» Selected excerpt:
________

Forge FC
- Chairman: Bob Young
- Head coach: Bobby Smyrniotis
- Canadian Premier League: Champions
- CONCACAF League: Quarter-finals
- Top goalscorer: League: Kyle Bekker Alexander Achinioti-Jönsson (3 goals each) All: Daniel Krutzen (4 goals)
| Home colours | Away colours |
- ← 20192021 →

= 2020 Forge FC season =

The 2020 Forge FC season was the second season in the history of Forge FC. Forge were the defending league champions, having defeated Cavalry FC in the 2019 Canadian Premier League Finals. In addition to the domestic league, the club competed in the CONCACAF League, advancing to the quarter-finals for the first time.

On September 19, Forge defeated HFX Wanderers FC 2–0 in the 2020 Canadian Premier League Final to win their second consecutive league title. As champions, they qualified for the 2020 Canadian Championship Final and the 2021 CONCACAF League.

________

» Information supplied:

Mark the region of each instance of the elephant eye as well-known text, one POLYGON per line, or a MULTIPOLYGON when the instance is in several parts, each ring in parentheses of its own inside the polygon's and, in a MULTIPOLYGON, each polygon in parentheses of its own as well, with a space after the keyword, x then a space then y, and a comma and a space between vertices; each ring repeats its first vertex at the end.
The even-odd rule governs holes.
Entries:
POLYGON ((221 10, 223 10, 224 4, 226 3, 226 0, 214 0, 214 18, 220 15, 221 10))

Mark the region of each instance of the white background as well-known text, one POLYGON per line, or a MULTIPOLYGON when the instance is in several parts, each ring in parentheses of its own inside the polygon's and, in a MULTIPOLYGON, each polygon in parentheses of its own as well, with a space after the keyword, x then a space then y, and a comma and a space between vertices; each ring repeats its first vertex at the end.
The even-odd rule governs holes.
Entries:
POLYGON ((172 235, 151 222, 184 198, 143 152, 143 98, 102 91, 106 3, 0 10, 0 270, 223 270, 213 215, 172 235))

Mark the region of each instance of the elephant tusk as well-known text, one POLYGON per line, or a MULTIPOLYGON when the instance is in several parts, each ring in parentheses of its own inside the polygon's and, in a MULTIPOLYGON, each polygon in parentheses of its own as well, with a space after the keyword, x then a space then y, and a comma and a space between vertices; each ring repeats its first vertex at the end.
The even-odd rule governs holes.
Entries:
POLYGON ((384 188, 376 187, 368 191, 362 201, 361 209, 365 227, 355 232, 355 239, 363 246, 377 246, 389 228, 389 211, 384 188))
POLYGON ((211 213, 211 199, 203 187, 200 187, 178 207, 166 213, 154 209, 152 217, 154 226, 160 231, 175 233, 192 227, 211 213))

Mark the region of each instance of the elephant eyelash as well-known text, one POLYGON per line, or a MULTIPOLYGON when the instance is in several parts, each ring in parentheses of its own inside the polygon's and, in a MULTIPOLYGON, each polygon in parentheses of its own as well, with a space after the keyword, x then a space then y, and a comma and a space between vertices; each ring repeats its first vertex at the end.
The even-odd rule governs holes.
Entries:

________

» Exercise set:
1. Do these statements agree with the 2020 Forge FC season text? Answer yes or no for each, quoting the deciding words. (a) In 2020, Forge FC reached the CONCACAF League quarter-finals for the first time. (b) Forge beat Cavalry FC in the 2020 Canadian Premier League Final. (c) Daniel Krutzen was Forge's top league goalscorer.
2. According to the 2020 Forge FC season text, why did Forge qualify for the 2020 Canadian Championship Final and the 2021 CONCACAF League?

» Exercise solutions:
1.
(a) Yes: "advancing to the quarter-finals for the first time."
(b) No: "On September 19, Forge defeated HFX Wanderers FC 2–0 in the 2020 Canadian Premier League Final."
(c) No: "League: Kyle Bekker Alexander Achinioti-Jönsson (3 goals each)."

2. Forge qualified because they were the league champions. They beat HFX Wanderers FC 2–0 in the 2020 Canadian Premier League Final on September 19, and "as champions" they earned places in both competitions.